• Consegna A
Ricopia dal brano sulle pensatrici femministe il tratto che inizia con "Lo rileva la" e finisce con "contenuti, le rivendicazioni.".
• Consegna B
Nel brano sulle pensatrici femministe, quale casa editrice ha pubblicato lo scritto di Teresa Forcades, e in che anno?
• Consegna C
Scrivi il seguito del brano sulle pensatrici femministe, ripartendo dall'ultima frase riportata.

• Brano estratto
______
Lo rileva la scrittrice di fantascienza Joanna Russ, nel suo saggio «Vietato Scrivere»: uno dei modi più efficaci per interdire la partecipazione delle donne al dibattito culturale e per impedire loro di esprimersi è semplicemente quello di ignorarle, con metodo, costanza e volontà. Ignorarne le voci, i lavori, i contenuti, le rivendicazioni.

In questo breve scritto – pubblicato da Nutrimenti edizioni, 2015 – Teresa Forcades ci presenta una galleria di pensatrici “femministe”, ovvero che hanno preso posizione a favore della dignità e della libertà della donna all’interno dei sistemi misogini venuti a crearsi e a cristallizzarsi con la modernità. Questa galleria non è completa, naturalmente, ma prende in considerazione donne che si sono poste problemi profondi come la libertà femminile e l’essere donne, in un quadro teorico-intellettuale che considerasse anche l’aspetto trascendente. Conosciamo pensatrici che si sono misurate direttamente con i grandi filosofi, teologi, professori del loro tempo, creando un dibattito profondo e a volte anche riconosciuto, e poi espunto dai libri di storia non appena possibile. (Alla morte di queste donne, solitamente, e di chi le conosceva direttamente; ma molte di loro hanno avuto il piacere di vedersi “sparite” quando erano già in vita, attraverso schiaccianti meccanismi di potere culturale).

Le donne prese in esame nei capitoli tematici – quelli centrali – sono: Christine De Pizan, suor Isabel de Villena, santa Teresa d’Avila (insieme a lei, le sue discepole Ana de San Bartolomé e Marìa de San José), Maria di Agreda, suor Juana Inés de la Cruz, Maria de Gournay, Bathsua Makin e Anna Maria van Shurmann, Margaret Fell, Mary Astell; abbiamo preziose citazioni di Mo Shan, Rabi’a al-Basri, Lucrezia Marinelli, Ildegarda di Bingen, Moderata Fonte.

Ci sono poi capitoli dedicati alle prime laureate d’Europa, alla querelle des femmes e alla caccia alle streghe.

Significativo che una religiosa, seppure femminista, esprima a questo riguardo considerazioni molto simili a quelle di Silvia Federici e altre, che indicano questo fenomeno come fondativo, identificando le caratteristiche della caccia alle streghe come quelle sostanziali sulle quali la modernità si è andata a costruire, non solo dal punto di vista ideologico, ma anche sociale ed economico.

E leggete qui:

«In un altro passaggio gli autori del Malleus dichiarano che uno dei segnali che caratterizzano le donne che sono state possedute dal demonio è che, contro la legge naturale e la volontà di Dio, riescono a battere i maschi in una discussione razionale».
______
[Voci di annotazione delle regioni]
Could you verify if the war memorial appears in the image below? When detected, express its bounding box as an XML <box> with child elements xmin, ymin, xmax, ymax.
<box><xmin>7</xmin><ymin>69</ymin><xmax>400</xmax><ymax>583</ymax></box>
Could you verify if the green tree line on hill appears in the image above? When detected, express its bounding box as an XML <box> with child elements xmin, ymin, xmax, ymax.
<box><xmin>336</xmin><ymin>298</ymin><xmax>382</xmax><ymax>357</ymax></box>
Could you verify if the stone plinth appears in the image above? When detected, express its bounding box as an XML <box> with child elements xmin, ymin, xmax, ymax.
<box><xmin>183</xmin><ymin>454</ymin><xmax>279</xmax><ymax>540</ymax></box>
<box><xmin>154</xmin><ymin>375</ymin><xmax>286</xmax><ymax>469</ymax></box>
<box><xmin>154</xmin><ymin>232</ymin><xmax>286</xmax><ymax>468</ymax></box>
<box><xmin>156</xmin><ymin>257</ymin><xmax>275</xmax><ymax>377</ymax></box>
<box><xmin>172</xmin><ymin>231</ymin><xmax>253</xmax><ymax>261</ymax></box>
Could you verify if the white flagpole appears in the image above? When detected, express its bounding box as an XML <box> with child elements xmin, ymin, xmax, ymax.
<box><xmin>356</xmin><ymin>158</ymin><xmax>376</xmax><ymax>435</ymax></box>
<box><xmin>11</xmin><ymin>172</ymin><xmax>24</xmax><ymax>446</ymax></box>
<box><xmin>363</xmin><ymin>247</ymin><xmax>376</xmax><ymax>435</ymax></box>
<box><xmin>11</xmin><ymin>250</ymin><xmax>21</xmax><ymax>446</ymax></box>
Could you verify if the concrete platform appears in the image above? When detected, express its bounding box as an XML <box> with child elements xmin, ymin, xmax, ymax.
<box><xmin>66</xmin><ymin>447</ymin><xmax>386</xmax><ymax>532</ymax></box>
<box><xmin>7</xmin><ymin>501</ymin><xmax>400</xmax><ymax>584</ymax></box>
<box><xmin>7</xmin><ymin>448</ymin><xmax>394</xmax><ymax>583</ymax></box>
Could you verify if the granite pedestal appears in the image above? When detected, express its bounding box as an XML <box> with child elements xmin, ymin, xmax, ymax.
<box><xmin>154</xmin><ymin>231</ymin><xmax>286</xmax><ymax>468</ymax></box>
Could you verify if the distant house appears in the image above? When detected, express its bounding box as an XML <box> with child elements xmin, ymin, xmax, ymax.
______
• Risultato A
Lo rileva la scrittrice di fantascienza Joanna Russ, nel suo saggio «Vietato Scrivere»: uno dei modi più efficaci per interdire la partecipazione delle donne al dibattito culturale e per impedire loro di esprimersi è semplicemente quello di ignorarle, con metodo, costanza e volontà. Ignorarne le voci, i lavori, i contenuti, le rivendicazioni.

• Risultato B
Nutrimenti edizioni, nel 2015.

• Risultato C
Il Malleus Maleficarum è un testo inquisitoriale del tardo 1400, zeppo di superstizione, sessuomania e infamie misogine varie, che diventa la base teorica per i roghi successivi facendo da spartiacque fra la ragionevolezza medievale e il furore ossessivo dell’Età Moderna. Molto interessante il procedimento logico, tipico della mentalità scientista che parte dalle conclusioni per piegarvi ogni altra cosa, sulla base del principio di autorità.

I ritratti delle pensatrici non sono sterili paginette edulcorate alla “storie della buonanotte” ma rapide analisi del contributo specifico offerto dalle pensatrici citate, insieme a loro tratti biografici, quando significativi per illustrare il senso del loro lavoro. Prima di essi, Forcades ci propone un paio di capitoli introduttivi, dedicati alla teologia femminista e alla nascita della modernità osservata da una prospettiva ristretta ma significativa: quella dell’esclusione tutta moderna delle donne dal dibattito pubblico.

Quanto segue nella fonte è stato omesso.